A birth of the manned space flight program in the USSR at the end of the 1950s required the creation of a specialized cosmonaut training facility.

At the time, a special Air Force commission led by military physician Evgeny Karpov selected more than 200 fighter pilots suitable for further examination. In 1959, this group went through rigorous medical checkups at Central Research Military Aviation Hospital, TsVNIAG, in Moscow. Selected 20 people made up the first group of Soviet cosmonauts. Initially, the group was housed at Frunze Central Airfield in Moscow, conveniently located near Zhukovskiy Air Force Engineering Academy and Central Sport Club of the Soviet Army. Nikolai Kamanin, a legendary Soviet Pilot and Polar Explorer was appointed a head of training for future cosmonauts.

In the meantime, a special commission, chaired by Kamanin, was searching for a site for the permanent Cosmonaut Training Center, or TsPK. The goal was to find a site close enough to key centers of the Soviet space industry around Moscow, but, at the same time isolated from the urban life. The chosen location lay 40 kilometers from Moscow, near Chkalovskaya train station on the Yaroslav Railroad. (71) A nearby airfield served as a major hub for some key government aircraft units.

The official decision creating Cosmonaut Training Center, TsPK, was signed on January 11, 1960. (203) Future cosmonauts and their family members moved in the new facility at the beginning of June 1960. (71)

The site consisted of two parts, the training facility itself, which was known as TsPK and a small residential area for the military and civilian personnel serving the facility, as well as cosmonauts and their families. In the early years of the center most of the cosmonaut training would take place at the industrial sites developing hardware for the manned space program. (The OKB-1, the main system integrator of the Vostok spacecraft, was located only dozen of kilometers west along the Yaroslavl Railroad.) Eventually, the new training center acquired hardware developed specifically for training purposes.
◇ ◇ ◇ ◇ ◇
◆ EXERCISES
a) In the passage about the Soviet Cosmonaut Training Center, on what date was the official decision creating the center signed?
b) Write the next part of the history of the Soviet Cosmonaut Training Center, picking up after its final sentence.
◇ ◇ ◇ ◇ ◇
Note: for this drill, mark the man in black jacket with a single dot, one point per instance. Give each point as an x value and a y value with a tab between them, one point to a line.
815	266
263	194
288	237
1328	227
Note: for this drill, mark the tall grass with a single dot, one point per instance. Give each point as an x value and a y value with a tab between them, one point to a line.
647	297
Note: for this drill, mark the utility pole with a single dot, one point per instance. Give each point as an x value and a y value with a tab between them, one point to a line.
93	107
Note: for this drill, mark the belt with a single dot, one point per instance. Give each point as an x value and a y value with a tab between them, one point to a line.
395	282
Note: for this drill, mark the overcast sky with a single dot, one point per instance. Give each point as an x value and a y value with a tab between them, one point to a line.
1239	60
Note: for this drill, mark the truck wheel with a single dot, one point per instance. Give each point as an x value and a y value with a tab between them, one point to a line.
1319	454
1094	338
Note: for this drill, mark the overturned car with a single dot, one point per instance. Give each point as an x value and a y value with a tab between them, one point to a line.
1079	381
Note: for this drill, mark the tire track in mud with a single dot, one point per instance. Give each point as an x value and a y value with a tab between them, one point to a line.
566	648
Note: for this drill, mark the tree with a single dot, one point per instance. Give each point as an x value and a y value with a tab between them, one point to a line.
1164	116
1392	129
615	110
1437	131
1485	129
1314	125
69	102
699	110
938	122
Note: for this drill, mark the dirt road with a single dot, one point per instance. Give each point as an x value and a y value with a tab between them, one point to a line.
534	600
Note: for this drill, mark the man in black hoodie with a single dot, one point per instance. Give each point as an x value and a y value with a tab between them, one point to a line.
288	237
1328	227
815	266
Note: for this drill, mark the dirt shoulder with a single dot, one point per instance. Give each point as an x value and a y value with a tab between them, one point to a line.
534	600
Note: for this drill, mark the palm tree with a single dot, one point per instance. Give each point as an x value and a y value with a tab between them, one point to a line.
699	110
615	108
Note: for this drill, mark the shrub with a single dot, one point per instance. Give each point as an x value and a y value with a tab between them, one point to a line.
◇ ◇ ◇ ◇ ◇
◆ RESPONSES IN ORDER
a) January 11, 1960.

b)
Oasis of Socialism

At the height of the Cold War, the Star City was the favorite showcase of the Soviet propaganda -- an advanced and optimistic facade of the Soviet state. However, most ordinary Russians had vague idea about its location and even those who did would be met by a well guarded gates and a fence. Those who managed to get through on jobs or a rare state-organized "excursion" told stories about cosmonauts living in luxury apartment buildings and their wives shopping in stores, which looked like a dream to an ordinary Soviet housewife, exhausted by fruitless search for a decent piece of sausage or children' socks. Some cynical Russians joked that a happy Socialist society, which the Communist Party promised the Soviet people, was finally built ... in one single town.

With the disintegration of the USSR, the Star City had faced many of the problems that the rest of Russia struggled with for decades -- lack of government funds for infrastructure development and repair, as well as new challenges of transition to a free-market economy.

Local stores lost their exclusive government suppliers and switched to market prices. Even cosmonauts seemed to look for new ways to complement their government pensions -- some asking $250 per interview from visiting foreign journalists. In the meantime, a row of brand-new cottages, which looked like they were transplanted from New Jersey, sprung up in the cozy corner of the town to house NASA astronauts and officials deployed in Star City to support Shuttle-Mir and ISS programs.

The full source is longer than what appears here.